*Excerpt*:
Skip navigation links
US Department of Defense
American Forces Press Service


America Supports You: Tennessee Teen in Tune With Servicemembers

By Samantha L. Quigley
American Forces Press Service

WASHINGTON, April 5, 2006 – "America Supports You" member Kaylee Marie Radzyminski stumbled across an entertaining way to thank the troops fighting in the global war on terrorism.

She's collecting CDs, DVDs and books on CD; more than 1,000 since the end of summer when she started Tunes 4 the Troops. Her goals is to collect and ship 500,000 pieces of entertainment by the 2008 holiday season, she said. America Supports You is a Defense Department program that highlights efforts by the American people and the nation's corporate sector to tangibly support members of the armed forces.

Kaylee, 14, of Cleveland, Tenn., has been a member of the Sea Cadet Corps, a part of the Navy family, since December 2002. At recruit training last summer, she talked with military personnel and realized what deployments are like.

"The one thing that they say when they're overseas is that there's no entertainment over there," she said. "When they do have entertainment, they use it so many times that it just gets so old."

When she realized she had CDs she didn't listen to any more, it seemed the perfect way to support the troops and ease the monotony of a deployment. Her friends and her mother came through with donations as well, Kaylee said.

In fact, Tunes 4 the Troops is getting support from many sources. A Minnesota pawnshop has made a donation and has challenged all Minnesota pawnshops to do the same. The Cleveland police chief has issued a challenge to other Tennessee police departments to support Kaylee. Kaylee also would like to see every armed forces recruiting office in the country follow the example of the offices in Chattanooga and Cleveland by collecting CDs.

*Task details*: In the Tunes 4 the Troops article, how many pieces of entertainment does Kaylee aim to collect and ship, and by when? None of the lines below are needed.

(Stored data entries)

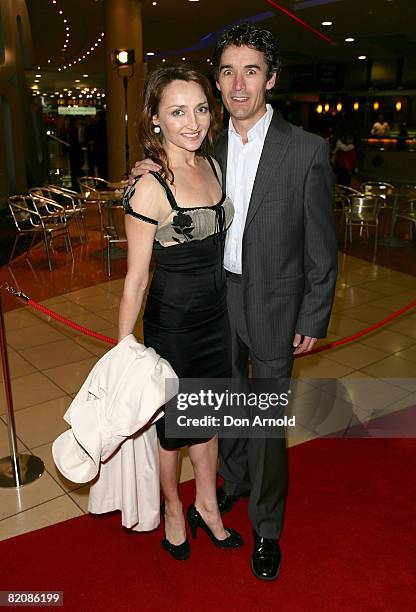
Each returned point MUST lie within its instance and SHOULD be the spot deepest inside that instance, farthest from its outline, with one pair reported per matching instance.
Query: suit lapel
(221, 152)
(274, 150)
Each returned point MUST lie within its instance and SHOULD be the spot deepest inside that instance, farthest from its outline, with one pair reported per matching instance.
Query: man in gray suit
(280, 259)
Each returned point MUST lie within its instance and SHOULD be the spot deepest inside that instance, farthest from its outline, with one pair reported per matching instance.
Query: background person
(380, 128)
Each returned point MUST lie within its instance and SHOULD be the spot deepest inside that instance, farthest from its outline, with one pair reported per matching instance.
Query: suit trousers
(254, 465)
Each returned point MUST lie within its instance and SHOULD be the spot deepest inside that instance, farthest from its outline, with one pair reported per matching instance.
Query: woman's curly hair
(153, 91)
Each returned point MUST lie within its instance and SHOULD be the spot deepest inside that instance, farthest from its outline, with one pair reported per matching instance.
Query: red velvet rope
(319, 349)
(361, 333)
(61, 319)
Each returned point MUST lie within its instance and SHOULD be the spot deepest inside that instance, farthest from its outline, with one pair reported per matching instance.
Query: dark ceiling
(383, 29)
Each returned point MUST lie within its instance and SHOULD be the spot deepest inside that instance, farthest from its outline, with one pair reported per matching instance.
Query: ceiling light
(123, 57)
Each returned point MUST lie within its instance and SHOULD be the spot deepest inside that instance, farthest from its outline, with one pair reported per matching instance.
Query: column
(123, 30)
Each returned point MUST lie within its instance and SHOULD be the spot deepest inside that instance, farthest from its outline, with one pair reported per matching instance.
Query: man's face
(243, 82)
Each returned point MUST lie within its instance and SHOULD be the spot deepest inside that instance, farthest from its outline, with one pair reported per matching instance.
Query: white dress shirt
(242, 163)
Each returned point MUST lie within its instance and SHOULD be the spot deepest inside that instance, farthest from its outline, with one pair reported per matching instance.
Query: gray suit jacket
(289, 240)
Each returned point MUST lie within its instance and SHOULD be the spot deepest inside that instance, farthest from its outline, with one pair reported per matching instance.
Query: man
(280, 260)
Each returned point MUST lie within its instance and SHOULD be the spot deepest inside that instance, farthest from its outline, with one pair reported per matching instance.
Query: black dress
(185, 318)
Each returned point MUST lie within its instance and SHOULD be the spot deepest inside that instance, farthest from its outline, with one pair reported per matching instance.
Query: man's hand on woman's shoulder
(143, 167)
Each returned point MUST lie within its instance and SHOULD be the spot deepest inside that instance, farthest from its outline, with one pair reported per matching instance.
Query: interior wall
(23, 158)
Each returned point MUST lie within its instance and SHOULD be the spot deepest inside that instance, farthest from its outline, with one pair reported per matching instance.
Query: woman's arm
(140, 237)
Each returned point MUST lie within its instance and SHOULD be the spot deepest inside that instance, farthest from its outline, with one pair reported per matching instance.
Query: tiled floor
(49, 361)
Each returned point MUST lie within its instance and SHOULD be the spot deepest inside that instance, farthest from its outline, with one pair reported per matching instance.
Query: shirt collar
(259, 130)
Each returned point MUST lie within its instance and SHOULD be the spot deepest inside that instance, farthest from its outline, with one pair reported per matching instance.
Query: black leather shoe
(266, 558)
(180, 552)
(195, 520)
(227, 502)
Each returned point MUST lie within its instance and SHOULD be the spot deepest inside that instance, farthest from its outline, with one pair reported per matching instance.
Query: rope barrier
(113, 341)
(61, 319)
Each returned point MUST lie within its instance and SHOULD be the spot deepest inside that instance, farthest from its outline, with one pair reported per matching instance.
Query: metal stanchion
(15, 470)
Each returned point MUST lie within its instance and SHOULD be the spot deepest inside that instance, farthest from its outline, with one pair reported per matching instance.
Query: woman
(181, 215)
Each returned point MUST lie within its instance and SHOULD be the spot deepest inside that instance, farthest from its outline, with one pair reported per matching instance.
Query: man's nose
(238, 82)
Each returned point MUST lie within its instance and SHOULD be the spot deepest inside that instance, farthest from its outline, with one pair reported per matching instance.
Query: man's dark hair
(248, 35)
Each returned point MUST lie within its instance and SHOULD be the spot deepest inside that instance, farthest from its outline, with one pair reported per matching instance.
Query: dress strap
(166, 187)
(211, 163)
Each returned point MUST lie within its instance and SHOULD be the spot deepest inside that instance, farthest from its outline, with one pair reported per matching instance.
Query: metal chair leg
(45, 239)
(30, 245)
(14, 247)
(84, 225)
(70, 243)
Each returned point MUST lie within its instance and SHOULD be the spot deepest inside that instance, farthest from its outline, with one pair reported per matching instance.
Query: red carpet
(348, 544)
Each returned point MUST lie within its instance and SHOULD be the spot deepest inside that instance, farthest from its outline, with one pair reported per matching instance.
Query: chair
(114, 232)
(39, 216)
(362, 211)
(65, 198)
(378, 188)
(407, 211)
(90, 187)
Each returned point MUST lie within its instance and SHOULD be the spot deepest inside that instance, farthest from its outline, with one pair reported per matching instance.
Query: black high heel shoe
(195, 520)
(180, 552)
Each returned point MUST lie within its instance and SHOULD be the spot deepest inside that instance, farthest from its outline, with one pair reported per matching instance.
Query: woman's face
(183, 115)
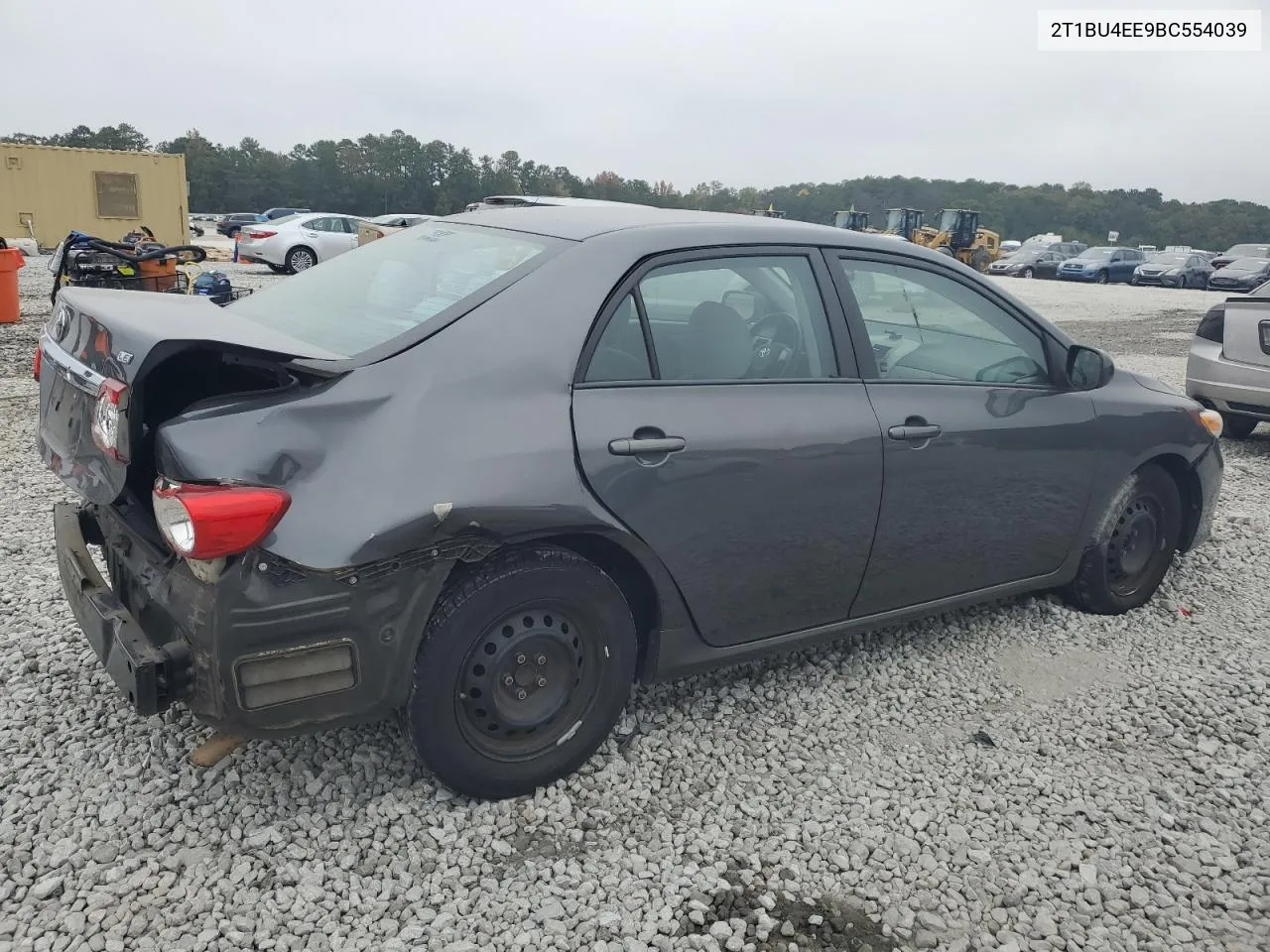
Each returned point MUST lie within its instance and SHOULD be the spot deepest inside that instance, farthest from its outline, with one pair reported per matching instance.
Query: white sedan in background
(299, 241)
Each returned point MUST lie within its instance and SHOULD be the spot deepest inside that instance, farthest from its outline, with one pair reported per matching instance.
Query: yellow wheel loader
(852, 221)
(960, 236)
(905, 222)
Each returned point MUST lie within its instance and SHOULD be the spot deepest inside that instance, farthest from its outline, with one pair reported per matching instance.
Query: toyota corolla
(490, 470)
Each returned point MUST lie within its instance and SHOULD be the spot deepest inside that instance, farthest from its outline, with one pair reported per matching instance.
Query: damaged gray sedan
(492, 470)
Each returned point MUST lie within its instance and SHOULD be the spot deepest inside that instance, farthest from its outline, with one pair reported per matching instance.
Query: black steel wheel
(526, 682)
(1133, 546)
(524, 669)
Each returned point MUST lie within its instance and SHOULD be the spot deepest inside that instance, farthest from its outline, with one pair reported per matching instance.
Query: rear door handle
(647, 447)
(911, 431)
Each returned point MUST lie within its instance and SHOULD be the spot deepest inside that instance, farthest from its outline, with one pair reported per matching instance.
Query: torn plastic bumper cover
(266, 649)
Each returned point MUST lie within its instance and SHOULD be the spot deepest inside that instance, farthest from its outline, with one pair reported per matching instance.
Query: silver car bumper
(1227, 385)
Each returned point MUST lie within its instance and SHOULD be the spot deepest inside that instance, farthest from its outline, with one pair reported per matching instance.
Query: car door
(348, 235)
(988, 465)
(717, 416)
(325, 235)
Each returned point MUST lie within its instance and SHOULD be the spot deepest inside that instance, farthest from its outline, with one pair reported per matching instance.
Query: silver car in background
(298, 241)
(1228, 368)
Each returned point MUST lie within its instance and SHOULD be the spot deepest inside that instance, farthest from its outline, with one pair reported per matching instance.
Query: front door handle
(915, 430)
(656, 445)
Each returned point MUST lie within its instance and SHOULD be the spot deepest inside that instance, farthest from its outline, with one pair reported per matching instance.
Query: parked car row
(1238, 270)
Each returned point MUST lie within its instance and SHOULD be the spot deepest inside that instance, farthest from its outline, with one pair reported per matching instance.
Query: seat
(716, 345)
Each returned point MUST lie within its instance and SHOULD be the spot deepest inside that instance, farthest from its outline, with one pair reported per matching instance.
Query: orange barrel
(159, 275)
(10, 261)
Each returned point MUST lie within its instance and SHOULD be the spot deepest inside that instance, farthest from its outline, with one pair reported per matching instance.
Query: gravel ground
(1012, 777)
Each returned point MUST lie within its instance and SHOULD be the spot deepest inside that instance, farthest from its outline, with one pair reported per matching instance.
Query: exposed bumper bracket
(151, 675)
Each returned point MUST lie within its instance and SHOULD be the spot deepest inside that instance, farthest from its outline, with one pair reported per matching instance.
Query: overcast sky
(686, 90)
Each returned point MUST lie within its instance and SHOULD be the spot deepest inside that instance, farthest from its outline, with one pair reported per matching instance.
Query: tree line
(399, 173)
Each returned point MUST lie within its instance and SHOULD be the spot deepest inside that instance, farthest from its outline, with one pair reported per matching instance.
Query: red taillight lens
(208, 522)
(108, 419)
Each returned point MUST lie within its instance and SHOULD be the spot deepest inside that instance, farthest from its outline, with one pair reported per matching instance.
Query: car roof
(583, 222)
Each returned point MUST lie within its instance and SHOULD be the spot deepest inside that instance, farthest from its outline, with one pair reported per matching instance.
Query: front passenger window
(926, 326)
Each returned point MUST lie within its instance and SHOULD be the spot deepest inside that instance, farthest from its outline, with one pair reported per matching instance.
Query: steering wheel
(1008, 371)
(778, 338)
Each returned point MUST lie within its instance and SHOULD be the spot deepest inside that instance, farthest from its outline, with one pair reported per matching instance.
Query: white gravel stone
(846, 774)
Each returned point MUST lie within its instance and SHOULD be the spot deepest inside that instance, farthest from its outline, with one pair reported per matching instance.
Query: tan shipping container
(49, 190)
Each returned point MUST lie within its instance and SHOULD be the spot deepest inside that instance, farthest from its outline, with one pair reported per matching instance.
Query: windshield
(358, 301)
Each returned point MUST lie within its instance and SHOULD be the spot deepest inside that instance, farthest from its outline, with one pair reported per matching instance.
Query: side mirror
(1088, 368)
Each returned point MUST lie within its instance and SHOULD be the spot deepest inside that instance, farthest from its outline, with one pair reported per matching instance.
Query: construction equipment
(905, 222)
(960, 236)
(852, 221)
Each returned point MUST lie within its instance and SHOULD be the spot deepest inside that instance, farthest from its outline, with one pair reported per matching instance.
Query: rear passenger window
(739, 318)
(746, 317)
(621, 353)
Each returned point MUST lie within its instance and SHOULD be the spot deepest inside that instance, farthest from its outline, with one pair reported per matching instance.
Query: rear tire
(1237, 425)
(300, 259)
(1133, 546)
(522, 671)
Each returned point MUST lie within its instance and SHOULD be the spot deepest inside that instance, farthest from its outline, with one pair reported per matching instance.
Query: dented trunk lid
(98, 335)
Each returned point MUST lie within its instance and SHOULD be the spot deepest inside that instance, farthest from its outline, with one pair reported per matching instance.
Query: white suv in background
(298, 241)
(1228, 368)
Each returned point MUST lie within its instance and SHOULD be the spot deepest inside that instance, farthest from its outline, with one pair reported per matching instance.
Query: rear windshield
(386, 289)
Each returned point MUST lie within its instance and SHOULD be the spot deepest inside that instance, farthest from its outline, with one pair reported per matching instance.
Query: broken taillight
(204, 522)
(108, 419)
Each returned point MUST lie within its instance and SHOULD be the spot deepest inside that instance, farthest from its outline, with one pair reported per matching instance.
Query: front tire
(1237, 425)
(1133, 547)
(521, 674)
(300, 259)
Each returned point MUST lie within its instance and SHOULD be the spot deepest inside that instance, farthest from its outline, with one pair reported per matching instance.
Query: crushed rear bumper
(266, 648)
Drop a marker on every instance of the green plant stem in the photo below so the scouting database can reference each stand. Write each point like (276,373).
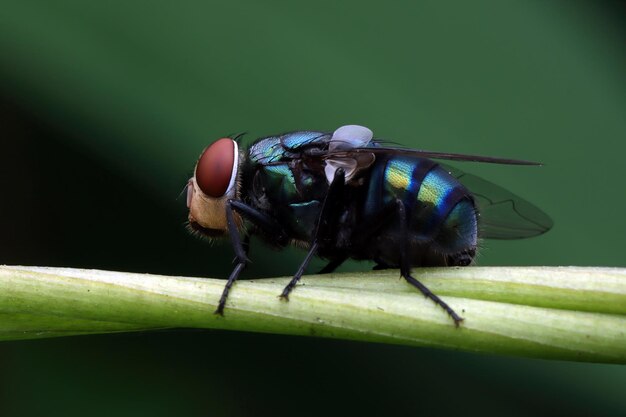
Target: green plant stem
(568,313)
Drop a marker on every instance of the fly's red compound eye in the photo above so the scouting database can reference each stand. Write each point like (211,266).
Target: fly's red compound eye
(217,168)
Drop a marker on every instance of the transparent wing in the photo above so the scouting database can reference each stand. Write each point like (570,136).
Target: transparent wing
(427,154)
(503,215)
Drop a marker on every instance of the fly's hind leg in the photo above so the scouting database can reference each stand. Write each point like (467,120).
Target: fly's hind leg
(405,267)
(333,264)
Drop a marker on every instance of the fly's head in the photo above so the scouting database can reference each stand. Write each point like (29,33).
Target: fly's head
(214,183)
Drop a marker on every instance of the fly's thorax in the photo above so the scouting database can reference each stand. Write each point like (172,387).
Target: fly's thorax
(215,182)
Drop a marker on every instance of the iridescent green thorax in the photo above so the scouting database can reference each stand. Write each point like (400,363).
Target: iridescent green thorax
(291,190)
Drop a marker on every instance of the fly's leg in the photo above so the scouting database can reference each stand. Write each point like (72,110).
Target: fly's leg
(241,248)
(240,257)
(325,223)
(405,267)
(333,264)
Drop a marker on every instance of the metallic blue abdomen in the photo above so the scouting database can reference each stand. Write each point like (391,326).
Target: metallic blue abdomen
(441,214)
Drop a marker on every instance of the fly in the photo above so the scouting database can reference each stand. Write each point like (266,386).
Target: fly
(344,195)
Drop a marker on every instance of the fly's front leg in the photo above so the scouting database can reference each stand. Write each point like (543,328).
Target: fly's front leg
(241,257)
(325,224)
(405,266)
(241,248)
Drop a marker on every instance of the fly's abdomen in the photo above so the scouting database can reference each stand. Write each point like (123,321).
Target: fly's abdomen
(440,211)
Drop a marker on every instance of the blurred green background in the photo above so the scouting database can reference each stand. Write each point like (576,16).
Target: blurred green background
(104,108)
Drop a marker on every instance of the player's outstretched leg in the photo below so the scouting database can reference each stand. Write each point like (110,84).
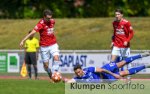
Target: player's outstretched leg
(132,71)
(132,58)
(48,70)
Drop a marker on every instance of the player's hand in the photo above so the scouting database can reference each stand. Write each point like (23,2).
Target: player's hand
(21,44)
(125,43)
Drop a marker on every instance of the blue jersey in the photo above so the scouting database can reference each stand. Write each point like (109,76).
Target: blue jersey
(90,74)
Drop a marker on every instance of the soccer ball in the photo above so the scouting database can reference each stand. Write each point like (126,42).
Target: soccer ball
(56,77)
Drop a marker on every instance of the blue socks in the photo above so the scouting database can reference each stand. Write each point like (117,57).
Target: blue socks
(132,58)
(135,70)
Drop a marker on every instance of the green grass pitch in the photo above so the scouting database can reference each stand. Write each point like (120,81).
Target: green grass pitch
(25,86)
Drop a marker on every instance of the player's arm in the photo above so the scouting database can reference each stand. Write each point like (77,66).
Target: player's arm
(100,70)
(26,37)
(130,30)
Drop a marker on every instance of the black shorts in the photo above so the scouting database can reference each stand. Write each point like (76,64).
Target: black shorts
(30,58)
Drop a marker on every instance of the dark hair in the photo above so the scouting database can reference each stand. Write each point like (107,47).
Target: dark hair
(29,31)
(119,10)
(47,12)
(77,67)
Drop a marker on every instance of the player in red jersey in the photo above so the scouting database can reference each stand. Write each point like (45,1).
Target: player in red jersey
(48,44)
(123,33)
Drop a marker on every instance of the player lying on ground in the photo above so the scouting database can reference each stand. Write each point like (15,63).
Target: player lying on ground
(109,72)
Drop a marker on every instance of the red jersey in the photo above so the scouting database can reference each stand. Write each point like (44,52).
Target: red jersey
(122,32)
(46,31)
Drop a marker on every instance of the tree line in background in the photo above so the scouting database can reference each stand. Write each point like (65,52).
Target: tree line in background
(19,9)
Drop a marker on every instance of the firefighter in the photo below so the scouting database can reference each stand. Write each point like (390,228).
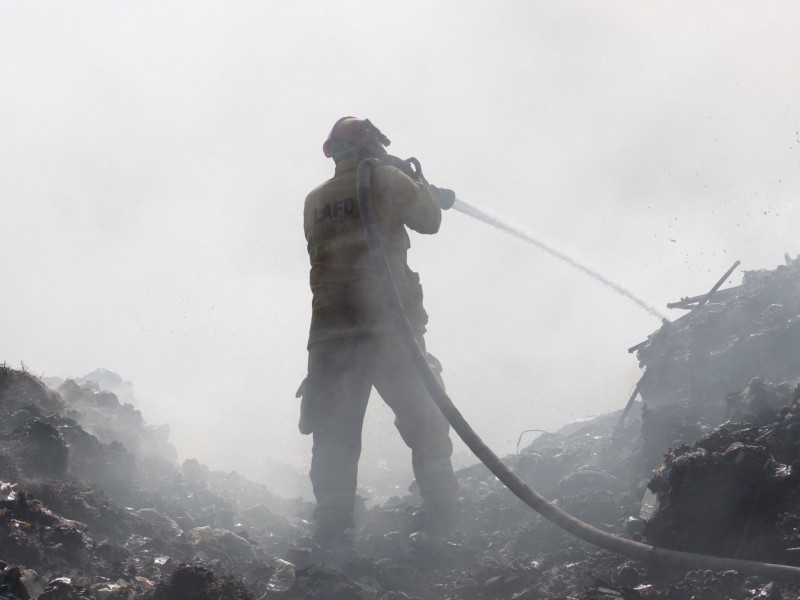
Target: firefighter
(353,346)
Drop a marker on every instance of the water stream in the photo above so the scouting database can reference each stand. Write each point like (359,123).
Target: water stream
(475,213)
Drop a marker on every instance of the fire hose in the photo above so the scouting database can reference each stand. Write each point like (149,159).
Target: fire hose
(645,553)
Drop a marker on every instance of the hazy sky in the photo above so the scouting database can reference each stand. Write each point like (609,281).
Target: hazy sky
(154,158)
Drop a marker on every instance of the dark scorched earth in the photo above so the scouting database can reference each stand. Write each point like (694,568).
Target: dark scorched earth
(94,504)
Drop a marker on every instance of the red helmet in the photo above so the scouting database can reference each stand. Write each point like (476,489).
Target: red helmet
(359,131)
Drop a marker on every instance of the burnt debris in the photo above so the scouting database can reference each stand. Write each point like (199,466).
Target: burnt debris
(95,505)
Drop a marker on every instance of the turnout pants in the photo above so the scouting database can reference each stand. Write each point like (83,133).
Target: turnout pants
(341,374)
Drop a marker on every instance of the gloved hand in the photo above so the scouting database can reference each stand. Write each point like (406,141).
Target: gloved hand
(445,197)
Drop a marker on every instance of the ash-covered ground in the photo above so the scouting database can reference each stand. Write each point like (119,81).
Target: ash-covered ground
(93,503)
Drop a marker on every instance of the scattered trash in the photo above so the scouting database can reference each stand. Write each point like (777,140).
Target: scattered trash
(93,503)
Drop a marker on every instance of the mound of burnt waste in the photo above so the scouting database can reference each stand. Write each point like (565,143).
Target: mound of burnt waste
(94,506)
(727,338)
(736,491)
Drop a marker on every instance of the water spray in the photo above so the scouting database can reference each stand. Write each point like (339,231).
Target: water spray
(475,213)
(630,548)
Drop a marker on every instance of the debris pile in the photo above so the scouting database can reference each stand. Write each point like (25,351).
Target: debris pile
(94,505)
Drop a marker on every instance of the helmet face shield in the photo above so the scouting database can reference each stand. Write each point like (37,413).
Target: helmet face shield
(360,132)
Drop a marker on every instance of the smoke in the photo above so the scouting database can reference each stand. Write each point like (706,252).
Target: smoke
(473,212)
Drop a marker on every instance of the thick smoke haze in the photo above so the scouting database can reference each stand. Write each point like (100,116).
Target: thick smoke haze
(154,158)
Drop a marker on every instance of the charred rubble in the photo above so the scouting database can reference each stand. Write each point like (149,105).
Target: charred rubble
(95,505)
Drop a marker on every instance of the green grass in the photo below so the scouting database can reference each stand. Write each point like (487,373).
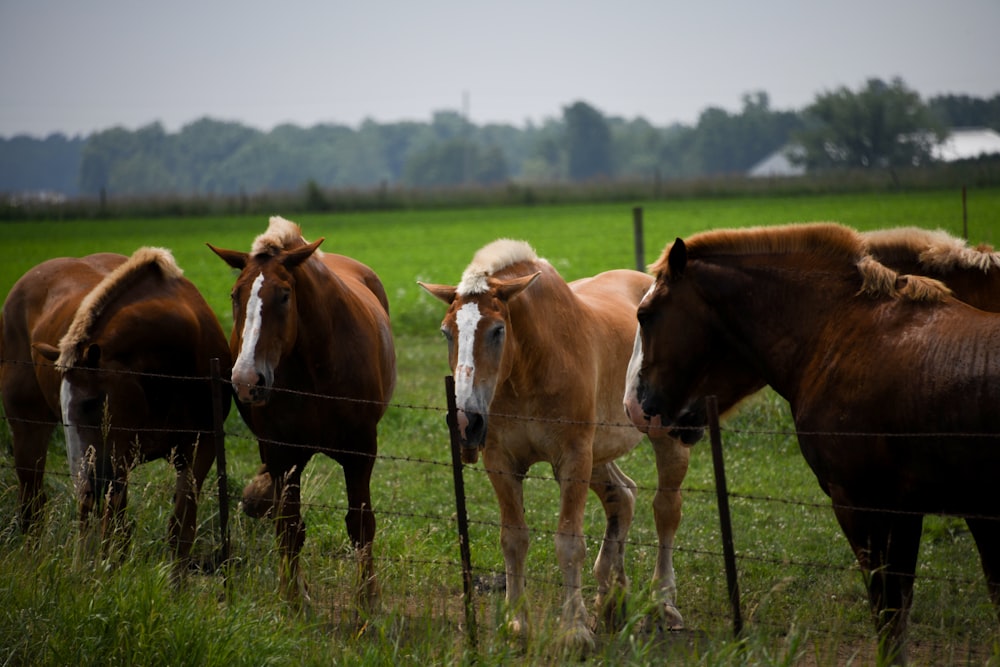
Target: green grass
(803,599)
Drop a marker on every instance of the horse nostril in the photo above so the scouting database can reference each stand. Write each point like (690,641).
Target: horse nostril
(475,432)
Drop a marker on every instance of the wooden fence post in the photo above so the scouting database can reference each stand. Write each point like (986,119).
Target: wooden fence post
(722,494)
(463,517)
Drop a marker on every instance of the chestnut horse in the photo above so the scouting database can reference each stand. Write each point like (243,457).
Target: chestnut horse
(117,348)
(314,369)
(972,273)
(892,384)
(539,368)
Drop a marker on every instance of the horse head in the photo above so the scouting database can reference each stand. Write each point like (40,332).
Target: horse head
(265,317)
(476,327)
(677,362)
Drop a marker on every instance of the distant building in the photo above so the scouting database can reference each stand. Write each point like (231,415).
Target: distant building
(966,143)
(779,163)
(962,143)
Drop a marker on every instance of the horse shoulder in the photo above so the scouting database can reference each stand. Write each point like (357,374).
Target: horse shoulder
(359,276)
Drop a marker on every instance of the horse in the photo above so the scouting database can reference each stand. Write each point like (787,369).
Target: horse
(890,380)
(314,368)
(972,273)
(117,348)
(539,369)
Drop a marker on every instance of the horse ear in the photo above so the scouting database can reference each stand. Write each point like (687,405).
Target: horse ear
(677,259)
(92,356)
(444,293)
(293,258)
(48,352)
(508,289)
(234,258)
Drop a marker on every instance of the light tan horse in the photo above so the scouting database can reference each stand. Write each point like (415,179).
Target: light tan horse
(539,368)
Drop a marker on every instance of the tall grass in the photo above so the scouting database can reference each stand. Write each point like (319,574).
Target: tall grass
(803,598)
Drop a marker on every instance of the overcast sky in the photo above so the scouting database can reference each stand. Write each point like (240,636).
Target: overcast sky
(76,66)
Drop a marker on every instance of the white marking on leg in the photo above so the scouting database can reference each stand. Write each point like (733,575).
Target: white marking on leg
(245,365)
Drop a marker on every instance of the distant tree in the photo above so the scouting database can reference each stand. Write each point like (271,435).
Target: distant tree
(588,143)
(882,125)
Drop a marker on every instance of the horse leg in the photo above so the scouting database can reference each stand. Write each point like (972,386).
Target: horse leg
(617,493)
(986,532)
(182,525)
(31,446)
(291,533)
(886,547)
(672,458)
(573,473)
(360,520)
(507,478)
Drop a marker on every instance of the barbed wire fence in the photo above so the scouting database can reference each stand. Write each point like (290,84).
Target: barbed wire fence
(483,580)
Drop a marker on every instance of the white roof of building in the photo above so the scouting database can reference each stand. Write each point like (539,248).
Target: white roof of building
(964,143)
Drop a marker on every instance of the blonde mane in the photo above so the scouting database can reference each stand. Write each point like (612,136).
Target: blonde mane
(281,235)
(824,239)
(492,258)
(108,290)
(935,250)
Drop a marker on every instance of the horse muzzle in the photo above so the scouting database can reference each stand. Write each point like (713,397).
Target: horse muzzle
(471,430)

*Answer to this problem*: 500,000 pieces by the 2008 holiday season.